Stored items:

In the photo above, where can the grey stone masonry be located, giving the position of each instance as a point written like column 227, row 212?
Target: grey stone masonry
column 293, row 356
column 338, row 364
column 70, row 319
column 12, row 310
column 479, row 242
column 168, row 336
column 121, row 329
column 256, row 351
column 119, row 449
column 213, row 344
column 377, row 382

• Work request: Copy the records above, keeping every word the same.

• Expected output:
In the photo above, where can the grey stone masonry be located, giving the position of each instance as a point written like column 227, row 212?
Target: grey stone masonry
column 293, row 356
column 338, row 364
column 70, row 319
column 12, row 310
column 479, row 242
column 168, row 336
column 121, row 329
column 256, row 351
column 119, row 449
column 213, row 344
column 377, row 382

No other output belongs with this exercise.